#### [Requirement]
In this exercise, the entries below are to be transcribed exactly, line by line.

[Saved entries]
=== Begin Enclosure ===

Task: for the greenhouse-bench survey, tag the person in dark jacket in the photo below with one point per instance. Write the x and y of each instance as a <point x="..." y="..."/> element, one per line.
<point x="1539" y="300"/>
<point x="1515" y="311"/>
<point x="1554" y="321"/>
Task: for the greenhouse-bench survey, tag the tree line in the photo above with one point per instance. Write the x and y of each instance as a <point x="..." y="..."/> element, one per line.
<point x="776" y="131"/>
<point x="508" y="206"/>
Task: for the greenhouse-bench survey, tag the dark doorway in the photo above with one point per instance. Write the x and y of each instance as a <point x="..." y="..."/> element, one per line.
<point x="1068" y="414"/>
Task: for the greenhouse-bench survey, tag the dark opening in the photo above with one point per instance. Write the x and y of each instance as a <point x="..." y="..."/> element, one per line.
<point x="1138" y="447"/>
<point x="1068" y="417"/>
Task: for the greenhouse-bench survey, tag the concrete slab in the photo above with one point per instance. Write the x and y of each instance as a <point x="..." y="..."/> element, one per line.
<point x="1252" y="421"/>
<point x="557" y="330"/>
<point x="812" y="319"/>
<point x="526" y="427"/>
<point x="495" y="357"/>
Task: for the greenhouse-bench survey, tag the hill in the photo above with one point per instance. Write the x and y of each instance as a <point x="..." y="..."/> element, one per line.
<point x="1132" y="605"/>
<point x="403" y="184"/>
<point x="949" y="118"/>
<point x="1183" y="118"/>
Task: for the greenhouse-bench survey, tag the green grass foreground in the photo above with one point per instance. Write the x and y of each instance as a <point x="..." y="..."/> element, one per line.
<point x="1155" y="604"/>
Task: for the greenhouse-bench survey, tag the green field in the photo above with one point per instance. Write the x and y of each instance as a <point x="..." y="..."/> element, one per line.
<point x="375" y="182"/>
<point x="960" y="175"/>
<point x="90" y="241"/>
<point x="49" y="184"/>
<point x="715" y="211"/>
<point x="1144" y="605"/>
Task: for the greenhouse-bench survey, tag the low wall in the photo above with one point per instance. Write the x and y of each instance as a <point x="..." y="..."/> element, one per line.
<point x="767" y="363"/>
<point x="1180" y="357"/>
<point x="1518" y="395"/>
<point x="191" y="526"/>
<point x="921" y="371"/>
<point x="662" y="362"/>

=== End Enclosure ===

#### [Finished exercise]
Task: for the greenhouse-bench survey, tag the person in dark jacket in the photo below with one point per instance. Write the x and y of each instance as a <point x="..." y="..."/> element, one per line.
<point x="1539" y="300"/>
<point x="1515" y="311"/>
<point x="1554" y="321"/>
Task: for the greenhouse-bench survey, tag the tree line in the photo above with one point per instance. Write the x and y of each instance as a <point x="..." y="..."/> element, one per line.
<point x="776" y="131"/>
<point x="508" y="206"/>
Task: for the greenhouse-bench survey, tag the dark doorway in the photo above with one point per instance. Write the x and y of each instance as a <point x="..." y="..."/> element, one per line.
<point x="1068" y="414"/>
Task: for the greenhouse-bench survey, tag the dark opening in the photo above with one point per instance. Write the x and y of each instance as a <point x="..." y="..."/> element, one per line.
<point x="1138" y="447"/>
<point x="1068" y="417"/>
Task: for the greenhouse-bench survey, tag the concrete slab in the photo above with one point per instance. Write the x and y of each instance as a <point x="..." y="..."/> element, one per line.
<point x="1252" y="421"/>
<point x="557" y="330"/>
<point x="812" y="319"/>
<point x="526" y="427"/>
<point x="495" y="357"/>
Task: for the greenhouse-bench survey, tag the hill in the photo above with one point per instance. Write the x and y of each instance as a <point x="..." y="..."/> element, one per line.
<point x="1132" y="605"/>
<point x="403" y="184"/>
<point x="949" y="118"/>
<point x="1183" y="118"/>
Task: for the greenhouse-bench survey, tag the green grass foreground in the photo above with one point per instance. Write the x and y of each instance as a <point x="..." y="..."/> element, one per line.
<point x="1155" y="604"/>
Task: for the greenhouse-bench survey, tag the green field in the photo above with one point per instance. Write the x and y of each instance as a <point x="..." y="..."/> element, one per line.
<point x="375" y="182"/>
<point x="960" y="175"/>
<point x="90" y="241"/>
<point x="49" y="184"/>
<point x="715" y="211"/>
<point x="1144" y="605"/>
Task: for the greenhouse-bench survey, tag the low wall in the photo above with one point per instance. Write the x and y of each instance as a <point x="..." y="..."/> element, one per line.
<point x="767" y="363"/>
<point x="1180" y="357"/>
<point x="1518" y="395"/>
<point x="191" y="526"/>
<point x="921" y="371"/>
<point x="662" y="362"/>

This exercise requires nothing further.